(Natural language region descriptions)
============================================================

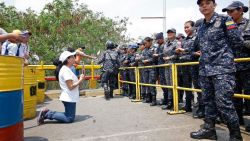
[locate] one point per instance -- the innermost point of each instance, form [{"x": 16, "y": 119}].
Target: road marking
[{"x": 131, "y": 133}]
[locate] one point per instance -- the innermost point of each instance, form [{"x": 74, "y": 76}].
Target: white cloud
[{"x": 178, "y": 11}]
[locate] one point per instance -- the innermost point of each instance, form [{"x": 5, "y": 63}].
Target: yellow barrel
[
  {"x": 40, "y": 73},
  {"x": 30, "y": 92},
  {"x": 11, "y": 98}
]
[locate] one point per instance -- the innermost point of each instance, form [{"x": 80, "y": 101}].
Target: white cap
[{"x": 65, "y": 55}]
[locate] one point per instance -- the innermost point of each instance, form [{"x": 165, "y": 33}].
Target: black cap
[
  {"x": 199, "y": 1},
  {"x": 198, "y": 23},
  {"x": 235, "y": 5},
  {"x": 159, "y": 36},
  {"x": 171, "y": 30},
  {"x": 180, "y": 35},
  {"x": 133, "y": 46}
]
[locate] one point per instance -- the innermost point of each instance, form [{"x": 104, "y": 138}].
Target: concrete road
[{"x": 117, "y": 120}]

============================================================

▸ Task to carry out
Drop the pictures; repeat each entry above exactly.

▸ The answer
[locate] one point per instance -- the innermost point of each instance, form [{"x": 16, "y": 119}].
Target: road marking
[{"x": 131, "y": 133}]
[locate] one point per instance -- the innermost point of each instance, form [{"x": 74, "y": 76}].
Target: white cloud
[{"x": 178, "y": 11}]
[locate] one point per instance -- the innermost point of each instance, form [{"x": 5, "y": 63}].
Target: yellow barrel
[
  {"x": 40, "y": 73},
  {"x": 30, "y": 92},
  {"x": 11, "y": 98}
]
[locate] one point per instance -- the innermost point of each instance, form [{"x": 80, "y": 101}].
Target: white cap
[{"x": 65, "y": 55}]
[locate] one point per instance -- the innermost point of each instance, form [{"x": 165, "y": 33}].
Target: black cap
[
  {"x": 199, "y": 1},
  {"x": 198, "y": 23},
  {"x": 235, "y": 5},
  {"x": 159, "y": 36},
  {"x": 171, "y": 30},
  {"x": 180, "y": 35},
  {"x": 133, "y": 46}
]
[locate] one point per instance -- the innermost point of each instance, form [{"x": 104, "y": 138}].
Target: concrete road
[{"x": 117, "y": 120}]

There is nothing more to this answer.